Requirements:
Write out the data unchanged, beginning with the line that contains "Check that each instance of the distant" and stopping after the line that contains "<point>569,76</point>".

════

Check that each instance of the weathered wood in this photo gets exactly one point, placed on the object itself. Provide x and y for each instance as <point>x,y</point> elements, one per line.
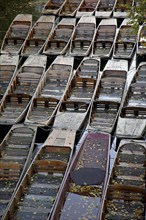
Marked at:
<point>131,120</point>
<point>58,41</point>
<point>125,41</point>
<point>50,91</point>
<point>83,36</point>
<point>104,38</point>
<point>109,92</point>
<point>105,9</point>
<point>74,199</point>
<point>87,8</point>
<point>52,7</point>
<point>38,35</point>
<point>23,86</point>
<point>125,194</point>
<point>40,185</point>
<point>69,8</point>
<point>8,69</point>
<point>120,9</point>
<point>16,34</point>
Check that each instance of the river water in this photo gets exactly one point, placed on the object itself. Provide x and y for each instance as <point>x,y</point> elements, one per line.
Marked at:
<point>10,8</point>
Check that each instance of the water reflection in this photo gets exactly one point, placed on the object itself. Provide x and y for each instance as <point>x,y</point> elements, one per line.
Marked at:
<point>10,8</point>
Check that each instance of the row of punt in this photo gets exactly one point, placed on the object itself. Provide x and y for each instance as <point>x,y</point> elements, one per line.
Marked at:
<point>98,8</point>
<point>52,184</point>
<point>60,180</point>
<point>66,36</point>
<point>66,98</point>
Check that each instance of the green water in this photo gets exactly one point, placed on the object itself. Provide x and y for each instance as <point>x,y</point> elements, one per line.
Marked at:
<point>10,8</point>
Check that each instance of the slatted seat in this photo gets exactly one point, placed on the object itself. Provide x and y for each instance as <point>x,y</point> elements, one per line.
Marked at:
<point>133,112</point>
<point>9,171</point>
<point>14,105</point>
<point>42,109</point>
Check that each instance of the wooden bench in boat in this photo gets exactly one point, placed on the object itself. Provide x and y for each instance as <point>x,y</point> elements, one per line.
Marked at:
<point>126,193</point>
<point>133,112</point>
<point>50,166</point>
<point>19,30</point>
<point>10,170</point>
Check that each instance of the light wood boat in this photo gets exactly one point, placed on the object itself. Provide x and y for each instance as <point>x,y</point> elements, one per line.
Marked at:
<point>132,119</point>
<point>53,7</point>
<point>83,35</point>
<point>75,105</point>
<point>16,34</point>
<point>141,42</point>
<point>105,8</point>
<point>50,91</point>
<point>16,151</point>
<point>125,42</point>
<point>125,195</point>
<point>104,38</point>
<point>108,98</point>
<point>70,8</point>
<point>81,192</point>
<point>120,9</point>
<point>8,68</point>
<point>58,41</point>
<point>14,106</point>
<point>38,35</point>
<point>37,192</point>
<point>87,8</point>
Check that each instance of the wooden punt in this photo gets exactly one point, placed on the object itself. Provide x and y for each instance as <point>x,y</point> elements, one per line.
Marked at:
<point>83,35</point>
<point>75,105</point>
<point>37,192</point>
<point>121,8</point>
<point>52,7</point>
<point>88,68</point>
<point>125,196</point>
<point>70,8</point>
<point>50,91</point>
<point>16,34</point>
<point>141,41</point>
<point>81,192</point>
<point>38,35</point>
<point>87,8</point>
<point>105,8</point>
<point>58,41</point>
<point>132,119</point>
<point>8,68</point>
<point>16,152</point>
<point>108,98</point>
<point>125,42</point>
<point>104,38</point>
<point>14,106</point>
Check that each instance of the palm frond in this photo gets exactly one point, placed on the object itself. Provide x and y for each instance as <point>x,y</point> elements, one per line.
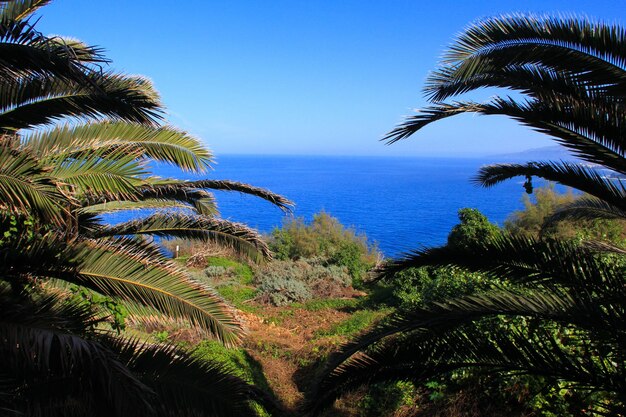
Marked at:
<point>117,173</point>
<point>162,143</point>
<point>27,52</point>
<point>108,95</point>
<point>589,141</point>
<point>20,9</point>
<point>235,235</point>
<point>49,361</point>
<point>26,187</point>
<point>521,260</point>
<point>126,270</point>
<point>488,347</point>
<point>585,208</point>
<point>589,53</point>
<point>115,206</point>
<point>188,386</point>
<point>569,174</point>
<point>117,269</point>
<point>226,185</point>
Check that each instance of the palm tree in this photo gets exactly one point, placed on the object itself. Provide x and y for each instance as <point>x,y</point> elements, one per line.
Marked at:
<point>566,302</point>
<point>56,180</point>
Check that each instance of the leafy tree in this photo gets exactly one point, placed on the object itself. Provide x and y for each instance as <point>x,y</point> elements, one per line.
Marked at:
<point>565,302</point>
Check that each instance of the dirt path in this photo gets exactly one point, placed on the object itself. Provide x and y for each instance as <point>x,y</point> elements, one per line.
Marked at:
<point>287,344</point>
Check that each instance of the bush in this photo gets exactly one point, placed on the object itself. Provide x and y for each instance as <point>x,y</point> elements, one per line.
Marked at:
<point>474,228</point>
<point>416,287</point>
<point>280,291</point>
<point>531,220</point>
<point>213,271</point>
<point>327,239</point>
<point>284,282</point>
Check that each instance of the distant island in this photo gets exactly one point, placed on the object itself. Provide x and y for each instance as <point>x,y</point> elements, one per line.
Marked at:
<point>554,152</point>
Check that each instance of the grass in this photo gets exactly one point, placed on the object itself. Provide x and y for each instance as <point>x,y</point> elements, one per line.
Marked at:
<point>237,294</point>
<point>327,304</point>
<point>242,271</point>
<point>356,323</point>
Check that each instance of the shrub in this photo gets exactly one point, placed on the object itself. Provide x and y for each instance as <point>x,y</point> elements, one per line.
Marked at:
<point>213,271</point>
<point>279,290</point>
<point>531,220</point>
<point>419,286</point>
<point>301,280</point>
<point>474,228</point>
<point>325,238</point>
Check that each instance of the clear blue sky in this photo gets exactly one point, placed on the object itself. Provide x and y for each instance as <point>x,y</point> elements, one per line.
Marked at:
<point>302,77</point>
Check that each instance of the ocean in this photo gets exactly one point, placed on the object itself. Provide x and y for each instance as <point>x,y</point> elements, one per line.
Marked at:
<point>401,203</point>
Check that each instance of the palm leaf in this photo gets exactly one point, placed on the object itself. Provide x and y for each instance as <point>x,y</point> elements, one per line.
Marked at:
<point>573,175</point>
<point>586,208</point>
<point>169,187</point>
<point>26,187</point>
<point>186,385</point>
<point>107,95</point>
<point>20,9</point>
<point>235,235</point>
<point>27,52</point>
<point>49,362</point>
<point>500,350</point>
<point>163,143</point>
<point>101,173</point>
<point>126,270</point>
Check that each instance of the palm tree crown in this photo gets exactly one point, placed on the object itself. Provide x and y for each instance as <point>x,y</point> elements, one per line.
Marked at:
<point>75,143</point>
<point>569,76</point>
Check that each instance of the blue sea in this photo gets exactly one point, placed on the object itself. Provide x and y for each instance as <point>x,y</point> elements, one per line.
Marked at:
<point>400,203</point>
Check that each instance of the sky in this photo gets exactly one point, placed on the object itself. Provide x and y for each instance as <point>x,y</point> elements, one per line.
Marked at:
<point>325,77</point>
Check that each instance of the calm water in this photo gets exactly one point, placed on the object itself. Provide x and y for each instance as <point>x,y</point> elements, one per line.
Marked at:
<point>401,203</point>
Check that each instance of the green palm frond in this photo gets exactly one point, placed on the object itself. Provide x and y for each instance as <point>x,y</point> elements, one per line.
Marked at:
<point>107,95</point>
<point>521,260</point>
<point>162,143</point>
<point>117,269</point>
<point>569,125</point>
<point>115,206</point>
<point>226,185</point>
<point>20,9</point>
<point>235,235</point>
<point>589,52</point>
<point>586,208</point>
<point>191,386</point>
<point>101,173</point>
<point>51,363</point>
<point>123,269</point>
<point>27,52</point>
<point>432,352</point>
<point>569,174</point>
<point>170,187</point>
<point>26,187</point>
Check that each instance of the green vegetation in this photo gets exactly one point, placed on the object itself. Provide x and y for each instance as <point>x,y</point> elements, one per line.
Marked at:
<point>557,318</point>
<point>536,219</point>
<point>98,321</point>
<point>327,239</point>
<point>356,323</point>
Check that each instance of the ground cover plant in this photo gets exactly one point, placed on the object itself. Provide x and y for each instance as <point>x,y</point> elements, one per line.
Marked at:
<point>75,141</point>
<point>566,300</point>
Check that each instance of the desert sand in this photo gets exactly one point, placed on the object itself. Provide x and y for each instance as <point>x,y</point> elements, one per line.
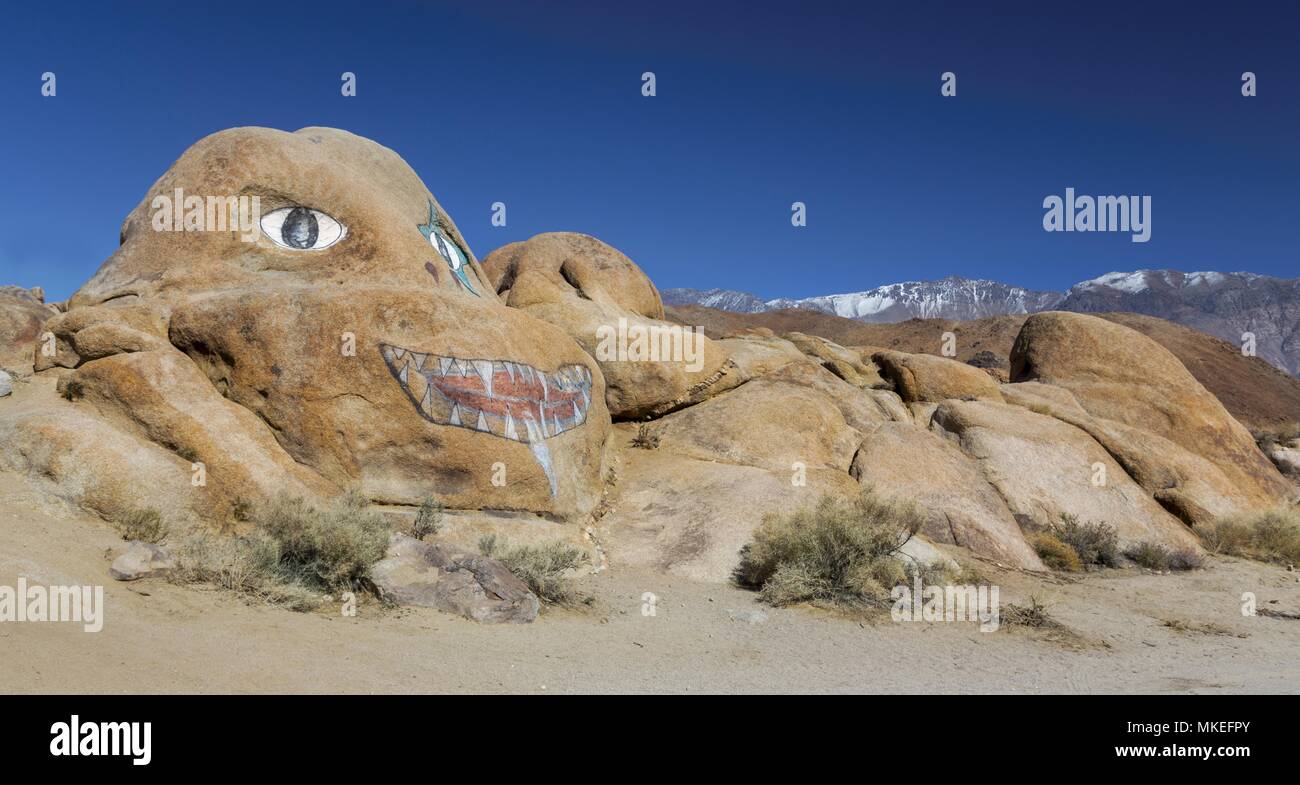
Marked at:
<point>160,637</point>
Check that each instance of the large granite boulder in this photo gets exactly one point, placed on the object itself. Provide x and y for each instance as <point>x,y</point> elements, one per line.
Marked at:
<point>343,337</point>
<point>1045,468</point>
<point>453,580</point>
<point>22,316</point>
<point>927,378</point>
<point>1130,386</point>
<point>603,300</point>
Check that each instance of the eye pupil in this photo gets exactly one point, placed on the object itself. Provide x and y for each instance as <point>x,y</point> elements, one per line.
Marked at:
<point>300,229</point>
<point>446,251</point>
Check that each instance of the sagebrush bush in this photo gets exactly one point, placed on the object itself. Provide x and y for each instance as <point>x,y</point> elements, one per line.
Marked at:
<point>294,554</point>
<point>1277,434</point>
<point>144,524</point>
<point>1095,543</point>
<point>1056,554</point>
<point>1034,615</point>
<point>246,564</point>
<point>428,520</point>
<point>329,550</point>
<point>841,551</point>
<point>545,568</point>
<point>1265,536</point>
<point>645,438</point>
<point>1153,555</point>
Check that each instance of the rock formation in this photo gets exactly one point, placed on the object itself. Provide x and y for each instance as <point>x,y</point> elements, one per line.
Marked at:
<point>354,341</point>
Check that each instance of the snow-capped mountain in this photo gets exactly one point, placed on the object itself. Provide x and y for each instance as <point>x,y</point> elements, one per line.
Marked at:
<point>948,298</point>
<point>1222,304</point>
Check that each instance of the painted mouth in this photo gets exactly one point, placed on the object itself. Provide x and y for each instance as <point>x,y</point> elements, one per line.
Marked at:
<point>512,400</point>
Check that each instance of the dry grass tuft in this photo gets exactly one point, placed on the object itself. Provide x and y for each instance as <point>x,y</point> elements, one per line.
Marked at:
<point>144,524</point>
<point>840,551</point>
<point>1265,536</point>
<point>545,568</point>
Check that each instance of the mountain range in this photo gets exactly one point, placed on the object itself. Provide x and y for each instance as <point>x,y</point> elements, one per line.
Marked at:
<point>1222,304</point>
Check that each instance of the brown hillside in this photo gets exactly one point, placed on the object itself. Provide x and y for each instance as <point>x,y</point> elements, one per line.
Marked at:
<point>1253,391</point>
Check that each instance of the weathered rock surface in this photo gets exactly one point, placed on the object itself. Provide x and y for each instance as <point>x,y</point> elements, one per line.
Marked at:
<point>22,315</point>
<point>390,360</point>
<point>380,359</point>
<point>1045,468</point>
<point>142,560</point>
<point>1287,459</point>
<point>451,580</point>
<point>931,380</point>
<point>1119,374</point>
<point>841,361</point>
<point>962,508</point>
<point>603,300</point>
<point>692,517</point>
<point>767,424</point>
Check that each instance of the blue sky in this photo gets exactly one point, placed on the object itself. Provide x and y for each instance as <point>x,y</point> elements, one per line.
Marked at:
<point>758,105</point>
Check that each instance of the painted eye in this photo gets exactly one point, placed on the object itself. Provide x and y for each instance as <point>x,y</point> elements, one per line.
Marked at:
<point>449,251</point>
<point>302,229</point>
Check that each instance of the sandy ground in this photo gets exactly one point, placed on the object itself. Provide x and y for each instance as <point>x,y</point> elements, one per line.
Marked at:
<point>165,638</point>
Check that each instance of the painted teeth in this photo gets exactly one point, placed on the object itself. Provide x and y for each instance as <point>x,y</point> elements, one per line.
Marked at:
<point>537,406</point>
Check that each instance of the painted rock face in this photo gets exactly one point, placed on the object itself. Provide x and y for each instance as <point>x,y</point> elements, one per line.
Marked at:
<point>316,282</point>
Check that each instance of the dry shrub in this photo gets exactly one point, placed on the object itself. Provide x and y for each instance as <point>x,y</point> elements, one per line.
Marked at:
<point>1277,434</point>
<point>428,519</point>
<point>144,524</point>
<point>295,553</point>
<point>332,549</point>
<point>545,568</point>
<point>841,551</point>
<point>1056,554</point>
<point>1153,555</point>
<point>1034,615</point>
<point>1265,536</point>
<point>1095,543</point>
<point>645,438</point>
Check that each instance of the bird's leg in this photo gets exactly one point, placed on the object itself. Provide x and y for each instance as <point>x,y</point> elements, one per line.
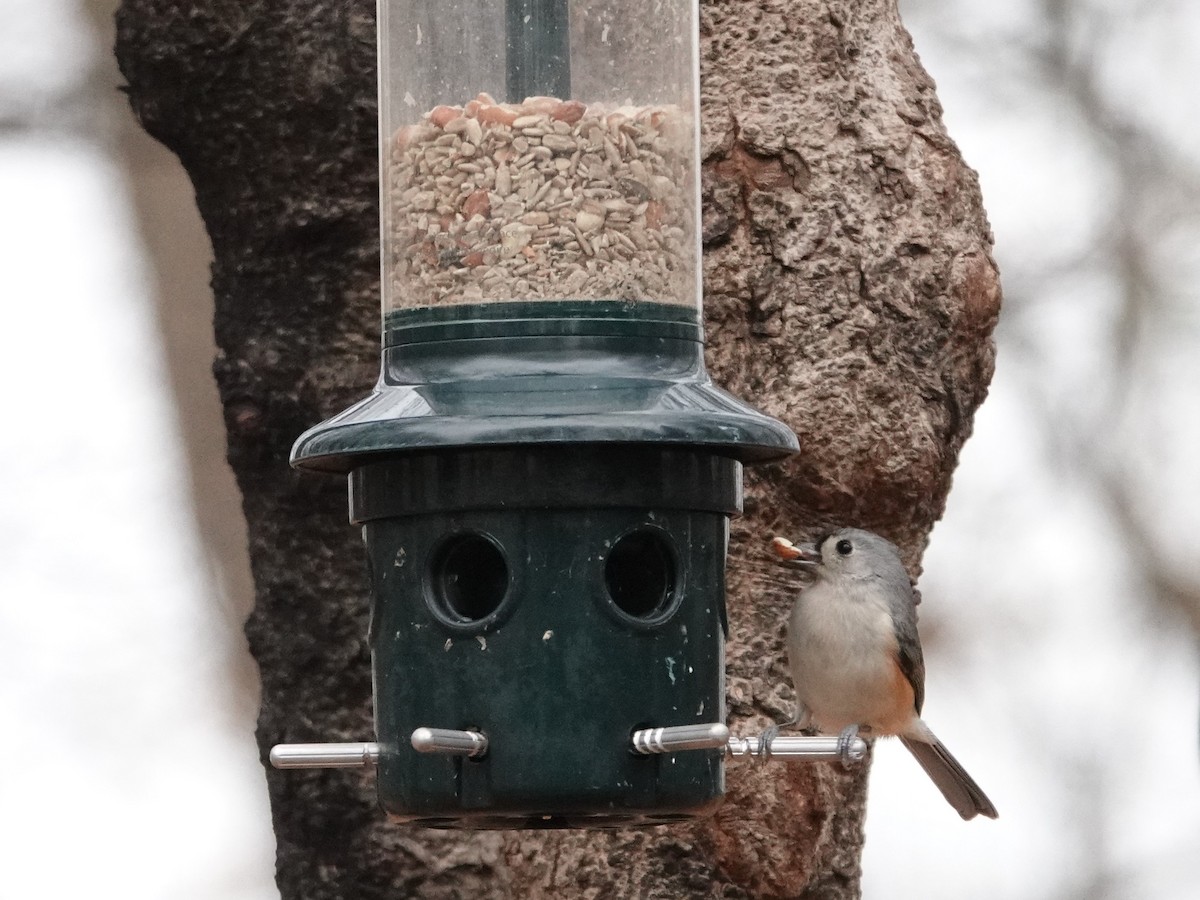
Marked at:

════

Finished task:
Check that each instance of the distant island in this photo gets exactly one point, placed on the object itself. Provide x and y for each instance as <point>x,y</point> elements, one per line.
Marked at:
<point>554,152</point>
Check that each instance of the grass in this photo gets exactly one point, placed on the object itself. Provide x and y for each instance as <point>x,y</point> elements, one per line.
Marked at:
<point>237,294</point>
<point>327,304</point>
<point>242,271</point>
<point>356,323</point>
Check that each instance of the shrub in this photo gets exactly one point, placed on the object itself. Provide x and y for each instance as <point>x,y</point> elements, one per line.
Marked at:
<point>213,271</point>
<point>279,290</point>
<point>531,220</point>
<point>419,286</point>
<point>301,280</point>
<point>474,228</point>
<point>325,238</point>
Check that each instance of the clear blue sky in this photo gets exactly one point, placed on the object itself. Provide x and y for each instance as <point>x,y</point> elements, one per line.
Marked at:
<point>302,77</point>
Check that each instance of the ocean in this photo gets exactly one point, placed on the object itself. Provide x and y for each instance as <point>x,y</point> elements, one per line.
Marked at:
<point>401,203</point>
Check that each instance of the palm leaf in this photo gets exactly one point, placed on the object itself. Provide x and y for each instance as <point>x,y</point> elements, one per line.
Marked at:
<point>573,175</point>
<point>586,208</point>
<point>169,187</point>
<point>26,187</point>
<point>186,385</point>
<point>107,95</point>
<point>20,9</point>
<point>235,235</point>
<point>27,52</point>
<point>49,362</point>
<point>500,350</point>
<point>163,143</point>
<point>101,173</point>
<point>126,270</point>
Check that each instance of the palm tree crown in this photo gets exactly one point, placed on the object itself. Provide x and y for each instance as <point>x,y</point> elements, one per line.
Marked at:
<point>75,143</point>
<point>569,76</point>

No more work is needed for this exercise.